DATA IN THIS EXERCISE →

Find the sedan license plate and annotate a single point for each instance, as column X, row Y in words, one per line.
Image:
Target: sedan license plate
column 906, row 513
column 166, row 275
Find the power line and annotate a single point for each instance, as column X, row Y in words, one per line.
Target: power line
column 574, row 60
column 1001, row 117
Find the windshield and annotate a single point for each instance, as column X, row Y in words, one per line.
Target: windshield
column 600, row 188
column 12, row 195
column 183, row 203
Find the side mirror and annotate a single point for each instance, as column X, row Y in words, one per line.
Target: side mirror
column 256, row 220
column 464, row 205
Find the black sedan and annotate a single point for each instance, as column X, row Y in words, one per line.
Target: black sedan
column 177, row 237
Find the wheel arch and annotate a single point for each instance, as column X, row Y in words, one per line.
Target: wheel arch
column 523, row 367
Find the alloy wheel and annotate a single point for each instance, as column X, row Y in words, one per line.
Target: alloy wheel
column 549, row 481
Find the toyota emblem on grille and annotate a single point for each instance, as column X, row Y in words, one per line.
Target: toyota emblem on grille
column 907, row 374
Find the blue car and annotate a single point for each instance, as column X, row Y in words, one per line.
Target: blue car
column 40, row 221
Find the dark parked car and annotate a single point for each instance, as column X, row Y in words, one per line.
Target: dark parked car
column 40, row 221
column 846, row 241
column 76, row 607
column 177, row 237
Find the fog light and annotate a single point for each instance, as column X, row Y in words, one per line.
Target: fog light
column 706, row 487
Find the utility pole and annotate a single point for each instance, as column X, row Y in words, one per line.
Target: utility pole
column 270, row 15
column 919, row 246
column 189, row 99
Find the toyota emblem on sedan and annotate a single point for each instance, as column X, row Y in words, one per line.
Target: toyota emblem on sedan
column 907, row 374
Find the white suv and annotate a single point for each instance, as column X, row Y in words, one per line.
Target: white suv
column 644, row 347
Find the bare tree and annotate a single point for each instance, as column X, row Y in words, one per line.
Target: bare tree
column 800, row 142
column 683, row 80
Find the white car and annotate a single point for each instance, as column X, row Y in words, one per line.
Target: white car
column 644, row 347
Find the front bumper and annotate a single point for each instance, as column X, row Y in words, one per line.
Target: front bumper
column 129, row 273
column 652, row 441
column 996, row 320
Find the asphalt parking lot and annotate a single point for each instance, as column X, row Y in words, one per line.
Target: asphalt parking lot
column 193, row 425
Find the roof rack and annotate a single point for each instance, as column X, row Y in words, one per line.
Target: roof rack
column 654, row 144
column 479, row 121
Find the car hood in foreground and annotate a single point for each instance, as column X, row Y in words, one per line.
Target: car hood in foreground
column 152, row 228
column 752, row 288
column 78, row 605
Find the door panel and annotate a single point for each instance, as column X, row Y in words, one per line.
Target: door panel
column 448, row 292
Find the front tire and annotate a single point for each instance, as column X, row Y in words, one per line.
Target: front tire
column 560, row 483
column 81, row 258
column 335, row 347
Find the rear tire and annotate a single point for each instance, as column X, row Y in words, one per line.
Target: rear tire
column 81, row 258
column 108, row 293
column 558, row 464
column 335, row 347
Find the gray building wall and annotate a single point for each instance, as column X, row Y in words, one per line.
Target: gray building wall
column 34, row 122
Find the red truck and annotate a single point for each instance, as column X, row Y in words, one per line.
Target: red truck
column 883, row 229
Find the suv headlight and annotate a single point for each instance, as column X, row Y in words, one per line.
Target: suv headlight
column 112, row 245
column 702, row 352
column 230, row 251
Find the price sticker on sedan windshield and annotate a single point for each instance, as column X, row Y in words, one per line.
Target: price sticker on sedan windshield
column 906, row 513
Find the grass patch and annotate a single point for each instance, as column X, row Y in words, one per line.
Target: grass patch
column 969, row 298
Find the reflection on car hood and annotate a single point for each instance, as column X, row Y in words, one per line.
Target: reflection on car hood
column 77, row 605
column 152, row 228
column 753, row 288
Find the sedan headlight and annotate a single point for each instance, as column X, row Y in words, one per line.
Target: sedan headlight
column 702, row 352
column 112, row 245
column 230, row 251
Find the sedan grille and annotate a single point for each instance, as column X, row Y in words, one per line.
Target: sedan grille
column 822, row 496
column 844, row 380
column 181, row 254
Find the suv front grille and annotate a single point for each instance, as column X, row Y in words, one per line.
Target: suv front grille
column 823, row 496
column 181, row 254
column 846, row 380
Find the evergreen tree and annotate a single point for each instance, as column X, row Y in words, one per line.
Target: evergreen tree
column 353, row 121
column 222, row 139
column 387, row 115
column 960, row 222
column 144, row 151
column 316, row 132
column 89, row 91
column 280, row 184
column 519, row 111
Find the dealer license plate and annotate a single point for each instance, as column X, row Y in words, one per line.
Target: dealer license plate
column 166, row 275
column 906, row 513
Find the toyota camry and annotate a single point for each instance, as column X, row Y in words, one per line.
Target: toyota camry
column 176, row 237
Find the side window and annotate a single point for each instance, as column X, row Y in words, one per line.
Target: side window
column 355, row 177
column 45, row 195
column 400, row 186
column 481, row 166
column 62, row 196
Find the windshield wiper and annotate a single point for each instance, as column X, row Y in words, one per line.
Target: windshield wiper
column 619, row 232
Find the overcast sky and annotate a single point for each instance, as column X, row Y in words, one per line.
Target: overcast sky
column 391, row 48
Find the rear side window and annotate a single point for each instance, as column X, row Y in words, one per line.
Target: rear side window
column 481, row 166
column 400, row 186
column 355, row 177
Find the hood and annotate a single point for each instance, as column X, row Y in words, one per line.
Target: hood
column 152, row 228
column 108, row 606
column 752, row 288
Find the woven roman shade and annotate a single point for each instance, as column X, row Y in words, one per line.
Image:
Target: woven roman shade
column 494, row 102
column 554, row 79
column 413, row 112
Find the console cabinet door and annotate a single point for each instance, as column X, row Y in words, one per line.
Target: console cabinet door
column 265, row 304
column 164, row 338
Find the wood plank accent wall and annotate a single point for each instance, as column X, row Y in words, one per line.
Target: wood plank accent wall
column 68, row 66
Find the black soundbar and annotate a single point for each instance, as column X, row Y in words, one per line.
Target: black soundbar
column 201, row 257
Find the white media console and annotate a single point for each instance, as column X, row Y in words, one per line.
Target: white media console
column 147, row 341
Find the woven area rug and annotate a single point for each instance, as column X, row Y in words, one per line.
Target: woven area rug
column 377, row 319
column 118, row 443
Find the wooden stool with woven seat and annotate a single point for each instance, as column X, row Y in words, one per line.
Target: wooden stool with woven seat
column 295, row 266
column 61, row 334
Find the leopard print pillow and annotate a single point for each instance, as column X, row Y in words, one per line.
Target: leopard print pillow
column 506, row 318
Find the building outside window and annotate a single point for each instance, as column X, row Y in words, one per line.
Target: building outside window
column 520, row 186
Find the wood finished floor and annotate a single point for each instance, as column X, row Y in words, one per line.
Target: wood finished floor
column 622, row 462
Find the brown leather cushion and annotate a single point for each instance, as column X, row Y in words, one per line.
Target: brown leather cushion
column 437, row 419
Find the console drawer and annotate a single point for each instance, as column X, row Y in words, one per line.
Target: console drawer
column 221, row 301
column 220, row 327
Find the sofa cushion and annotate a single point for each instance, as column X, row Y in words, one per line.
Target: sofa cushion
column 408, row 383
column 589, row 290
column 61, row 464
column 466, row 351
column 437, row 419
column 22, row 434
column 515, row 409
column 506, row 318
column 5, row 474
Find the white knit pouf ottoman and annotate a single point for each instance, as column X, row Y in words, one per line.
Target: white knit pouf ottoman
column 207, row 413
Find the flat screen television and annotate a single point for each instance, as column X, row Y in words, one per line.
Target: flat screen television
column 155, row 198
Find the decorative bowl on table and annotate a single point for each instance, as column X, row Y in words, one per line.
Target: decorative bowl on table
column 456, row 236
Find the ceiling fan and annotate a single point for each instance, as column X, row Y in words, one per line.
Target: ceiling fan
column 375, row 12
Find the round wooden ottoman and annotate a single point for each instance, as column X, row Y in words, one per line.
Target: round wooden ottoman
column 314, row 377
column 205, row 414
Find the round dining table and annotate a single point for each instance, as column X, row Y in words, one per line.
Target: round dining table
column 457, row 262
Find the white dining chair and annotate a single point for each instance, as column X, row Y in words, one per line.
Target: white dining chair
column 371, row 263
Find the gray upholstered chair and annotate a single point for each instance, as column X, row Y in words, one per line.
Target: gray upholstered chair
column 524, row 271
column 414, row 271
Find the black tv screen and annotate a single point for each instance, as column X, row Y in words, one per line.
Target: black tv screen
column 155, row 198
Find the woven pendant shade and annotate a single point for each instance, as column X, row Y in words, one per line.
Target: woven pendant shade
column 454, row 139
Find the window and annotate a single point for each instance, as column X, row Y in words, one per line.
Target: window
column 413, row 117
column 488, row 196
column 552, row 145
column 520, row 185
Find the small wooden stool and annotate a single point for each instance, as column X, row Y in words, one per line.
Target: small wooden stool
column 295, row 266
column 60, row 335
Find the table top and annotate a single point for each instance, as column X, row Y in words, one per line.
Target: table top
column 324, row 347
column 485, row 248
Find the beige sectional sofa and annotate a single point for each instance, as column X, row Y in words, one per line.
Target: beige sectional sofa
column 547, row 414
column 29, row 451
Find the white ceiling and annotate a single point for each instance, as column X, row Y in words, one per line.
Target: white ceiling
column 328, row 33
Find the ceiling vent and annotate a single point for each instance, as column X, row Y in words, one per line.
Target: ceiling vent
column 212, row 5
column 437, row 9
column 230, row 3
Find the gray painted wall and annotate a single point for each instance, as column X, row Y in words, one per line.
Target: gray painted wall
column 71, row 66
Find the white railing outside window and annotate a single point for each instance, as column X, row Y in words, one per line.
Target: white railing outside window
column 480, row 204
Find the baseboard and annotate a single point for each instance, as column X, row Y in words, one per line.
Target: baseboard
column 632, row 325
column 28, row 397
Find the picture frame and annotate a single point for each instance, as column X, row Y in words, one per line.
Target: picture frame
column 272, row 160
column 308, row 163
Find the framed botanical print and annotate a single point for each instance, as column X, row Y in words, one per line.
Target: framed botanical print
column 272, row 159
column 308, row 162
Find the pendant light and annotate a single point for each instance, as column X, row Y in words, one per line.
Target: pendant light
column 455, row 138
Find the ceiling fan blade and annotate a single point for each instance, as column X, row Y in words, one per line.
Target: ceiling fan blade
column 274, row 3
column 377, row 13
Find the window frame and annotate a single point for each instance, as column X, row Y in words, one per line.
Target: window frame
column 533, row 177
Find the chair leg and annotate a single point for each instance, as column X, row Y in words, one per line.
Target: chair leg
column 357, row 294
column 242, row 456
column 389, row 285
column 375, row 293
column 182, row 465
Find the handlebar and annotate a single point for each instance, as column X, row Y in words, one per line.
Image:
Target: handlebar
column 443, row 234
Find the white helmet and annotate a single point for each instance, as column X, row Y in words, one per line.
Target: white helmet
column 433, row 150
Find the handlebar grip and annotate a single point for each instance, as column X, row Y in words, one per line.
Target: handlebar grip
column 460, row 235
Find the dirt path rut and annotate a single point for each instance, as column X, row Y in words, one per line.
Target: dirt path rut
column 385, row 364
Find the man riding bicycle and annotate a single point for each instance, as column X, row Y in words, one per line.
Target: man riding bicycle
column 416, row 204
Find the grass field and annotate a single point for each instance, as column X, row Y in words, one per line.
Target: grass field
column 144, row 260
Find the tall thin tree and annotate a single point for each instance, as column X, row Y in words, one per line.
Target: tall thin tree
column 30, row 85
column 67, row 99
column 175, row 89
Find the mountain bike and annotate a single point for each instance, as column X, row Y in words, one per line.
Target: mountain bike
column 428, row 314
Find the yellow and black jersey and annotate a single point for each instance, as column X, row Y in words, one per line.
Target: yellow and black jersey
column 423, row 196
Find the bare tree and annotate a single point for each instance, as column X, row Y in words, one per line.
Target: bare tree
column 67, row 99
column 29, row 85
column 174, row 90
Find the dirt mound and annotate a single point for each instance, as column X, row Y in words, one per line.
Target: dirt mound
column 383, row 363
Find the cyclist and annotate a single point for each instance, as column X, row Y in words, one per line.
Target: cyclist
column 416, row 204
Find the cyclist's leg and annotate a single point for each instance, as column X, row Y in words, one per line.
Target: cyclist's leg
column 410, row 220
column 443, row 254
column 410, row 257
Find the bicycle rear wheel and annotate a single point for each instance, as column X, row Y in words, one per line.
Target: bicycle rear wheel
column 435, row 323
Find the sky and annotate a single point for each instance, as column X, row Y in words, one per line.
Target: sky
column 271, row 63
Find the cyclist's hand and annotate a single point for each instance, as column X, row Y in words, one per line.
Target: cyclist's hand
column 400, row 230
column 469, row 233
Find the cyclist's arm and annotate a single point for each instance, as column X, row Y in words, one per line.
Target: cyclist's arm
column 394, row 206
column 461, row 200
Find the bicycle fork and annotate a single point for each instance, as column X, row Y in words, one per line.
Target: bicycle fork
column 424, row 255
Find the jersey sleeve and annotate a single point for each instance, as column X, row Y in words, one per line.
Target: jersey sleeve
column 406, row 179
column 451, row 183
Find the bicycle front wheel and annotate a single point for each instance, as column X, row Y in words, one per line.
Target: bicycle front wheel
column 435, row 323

PROMPT → Nothing but the lines from the one containing "Target: bicycle rear wheel" to the end of the entries belongs in the answer, and each must match exactly.

TASK SOLUTION →
Target: bicycle rear wheel
column 435, row 323
Find the sky and annotate a single point for each instance, as column X, row Y in words, one per line.
Target: sky
column 271, row 63
Find the cyclist's hand and annotate a single point for each instance, as column X, row Y in words, one per line.
Target: cyclist's hand
column 400, row 230
column 469, row 233
Find the cyclist's arm and annotate a single point for each instance, as column X, row Y in words, one per line.
Target: cyclist's arm
column 394, row 206
column 461, row 200
Find the bicycle fork and annotate a single point for each instance, as column X, row Y in words, one per line.
Target: bicycle fork
column 424, row 255
Find the jersey sleeve and annotate a single point for each instance, as column X, row Y in words, one per line.
Target: jersey sleeve
column 406, row 179
column 451, row 183
Find the bicycle front wheel and annotate a single point for each instance, as column X, row Y in words, one per line.
Target: bicycle front wheel
column 435, row 323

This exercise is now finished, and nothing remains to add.